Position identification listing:

--

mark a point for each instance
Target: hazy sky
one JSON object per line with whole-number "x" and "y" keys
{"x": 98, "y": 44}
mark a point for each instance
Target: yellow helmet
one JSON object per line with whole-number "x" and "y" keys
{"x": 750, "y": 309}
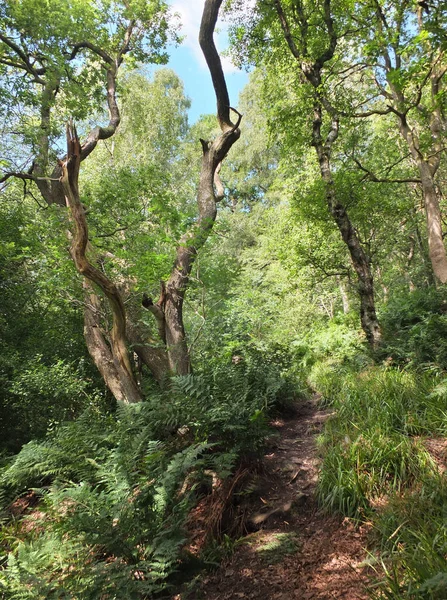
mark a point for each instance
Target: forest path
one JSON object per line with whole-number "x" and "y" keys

--

--- Exercise details ---
Quote the whole listing above word for word, leaving out the pictures.

--- Task output ---
mark a point for each instance
Target: hazy sky
one JSON object per line with whole-number "x" and "y" keys
{"x": 98, "y": 44}
mark a point for each instance
Target: yellow helmet
one JSON object per line with whole-number "x" and "y" keys
{"x": 750, "y": 309}
mark a point for each instance
Target: forest path
one JSON object per line with whole-number "x" and "y" keys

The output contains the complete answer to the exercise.